▸ To-do list
a – Write out the passage on train positioning again, beginning at the words "3. In this method, the" and stopping after "simple in maintenance.", and swap "position database" for "location database" each time it appears.
b – Resume the passage on train positioning after its last sentence.

▸ Text section
———
Compared with the prior art, the present invention has the following beneficial effects:

1. Safe check used in this method does not depend on the image collector, thereby reducing the safety requirement on the image collector.

2. In this method, preliminary data validity calculation is performed by the image collector, the checked data is sent to the vehicle-mounted safety computer, and the image collector cannot truly calculate and count the position information of the train.

3. In this method, the information of the image collector received by the vehicle-mounted safety computer is subjected to safety calculation of three parts of coding information, and after calculation is passed, the position information of the train can be obtained by matching the position database; the position database can perform adjustment timely according to the change of the line, so that the trackside replacement can be avoided, and the maintenance cost of the system can be reduced; and the scheme is in low implementation cost and relatively simple in maintenance.
———
▸ Stored data
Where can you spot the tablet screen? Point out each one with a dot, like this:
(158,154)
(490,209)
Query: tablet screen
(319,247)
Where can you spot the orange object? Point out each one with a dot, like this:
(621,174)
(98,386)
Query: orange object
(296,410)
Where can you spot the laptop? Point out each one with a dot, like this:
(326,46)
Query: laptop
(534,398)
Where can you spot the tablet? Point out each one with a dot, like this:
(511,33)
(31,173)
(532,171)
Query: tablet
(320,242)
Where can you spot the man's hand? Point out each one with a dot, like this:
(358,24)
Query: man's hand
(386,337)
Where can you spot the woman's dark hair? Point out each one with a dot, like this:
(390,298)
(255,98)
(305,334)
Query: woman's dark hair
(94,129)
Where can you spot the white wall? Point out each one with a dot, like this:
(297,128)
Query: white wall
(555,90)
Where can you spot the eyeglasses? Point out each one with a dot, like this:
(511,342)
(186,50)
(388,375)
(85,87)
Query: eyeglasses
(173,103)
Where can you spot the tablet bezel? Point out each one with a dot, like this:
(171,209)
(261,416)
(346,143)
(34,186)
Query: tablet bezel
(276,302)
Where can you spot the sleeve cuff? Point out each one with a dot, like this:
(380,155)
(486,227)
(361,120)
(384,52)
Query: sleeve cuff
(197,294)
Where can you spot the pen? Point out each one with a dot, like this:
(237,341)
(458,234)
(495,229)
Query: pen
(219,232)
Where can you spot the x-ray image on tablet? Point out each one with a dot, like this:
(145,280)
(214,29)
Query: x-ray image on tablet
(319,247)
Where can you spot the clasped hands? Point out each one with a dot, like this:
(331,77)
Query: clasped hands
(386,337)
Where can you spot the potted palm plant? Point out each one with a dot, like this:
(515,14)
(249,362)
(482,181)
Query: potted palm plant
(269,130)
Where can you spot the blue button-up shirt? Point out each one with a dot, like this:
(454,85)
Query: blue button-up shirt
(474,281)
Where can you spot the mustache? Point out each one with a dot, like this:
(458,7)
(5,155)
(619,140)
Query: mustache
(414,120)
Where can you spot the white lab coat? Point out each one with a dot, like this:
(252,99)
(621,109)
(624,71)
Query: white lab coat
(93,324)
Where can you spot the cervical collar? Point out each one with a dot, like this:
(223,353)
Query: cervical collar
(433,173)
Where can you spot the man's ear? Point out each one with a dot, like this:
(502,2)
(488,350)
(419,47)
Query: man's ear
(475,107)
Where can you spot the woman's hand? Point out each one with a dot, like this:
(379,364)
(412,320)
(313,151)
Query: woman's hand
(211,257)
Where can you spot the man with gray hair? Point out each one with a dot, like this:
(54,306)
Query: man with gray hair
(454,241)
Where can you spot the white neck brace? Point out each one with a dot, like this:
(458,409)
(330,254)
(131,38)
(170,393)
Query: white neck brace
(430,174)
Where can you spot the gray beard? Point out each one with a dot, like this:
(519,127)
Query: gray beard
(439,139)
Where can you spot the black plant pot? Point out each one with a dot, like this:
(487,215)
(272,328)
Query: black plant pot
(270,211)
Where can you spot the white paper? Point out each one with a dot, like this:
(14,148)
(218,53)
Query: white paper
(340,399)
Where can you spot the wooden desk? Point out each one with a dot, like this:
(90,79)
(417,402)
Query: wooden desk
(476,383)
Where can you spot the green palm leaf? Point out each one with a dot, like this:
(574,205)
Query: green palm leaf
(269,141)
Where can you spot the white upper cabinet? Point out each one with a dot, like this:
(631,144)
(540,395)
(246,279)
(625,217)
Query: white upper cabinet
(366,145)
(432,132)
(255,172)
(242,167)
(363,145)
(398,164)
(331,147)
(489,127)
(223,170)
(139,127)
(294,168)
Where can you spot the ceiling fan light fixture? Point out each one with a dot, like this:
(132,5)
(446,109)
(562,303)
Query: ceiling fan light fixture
———
▸ Exercise responses
a –
3. In this method, the information of the image collector received by the vehicle-mounted safety computer is subjected to safety calculation of three parts of coding information, and after calculation is passed, the position information of the train can be obtained by matching the location database; the location database can perform adjustment timely according to the change of the line, so that the trackside replacement can be avoided, and the maintenance cost of the system can be reduced; and the scheme is in low implementation cost and relatively simple in maintenance.

b –
4. According to the method, the safety of position calculation can be improved by position coding, multi-channel image collection redundancy, inverse check calculation and other means, thereby remedying the reliability and safety defects of visual identification,

BRIEF DESCRIPTION OF DRAWINGS

FIG. 1 is a schematic diagram of steps of a safe coding method for trackside train positioning information according to the present invention;

FIG. 2 is a schematic diagram of line position coding information of a safe coding method for trackside train positioning information according to the present invention; and

FIG. 3 is an identification flowchart of an image collector in a safe coding method for trackside train positioning information according to the present invention.

DESCRIPTION OF THE EMBODIMENTS

The technical solutions, structural features, structural characteristics, achieved objectives and effects in embodiments of the present invention are described below in detail with reference to FIG. 1 to FIG. 3 in the embodiments of the present invention.

It should be noted that the accompanying drawings adopt a very simplified form and all use inaccurate proportions, which are only used to assist in describing the implementation of the present invention conveniently and clearly and are not intended to limit the implementation conditions of the present invention. Therefore, it has no technical substantive significance. Any structural modification, change of a scale relationship or adjustment of size should still fall within the scope which can be covered by the technical content disclosed by the present invention without affecting the effects and the objective achieved by the present invention.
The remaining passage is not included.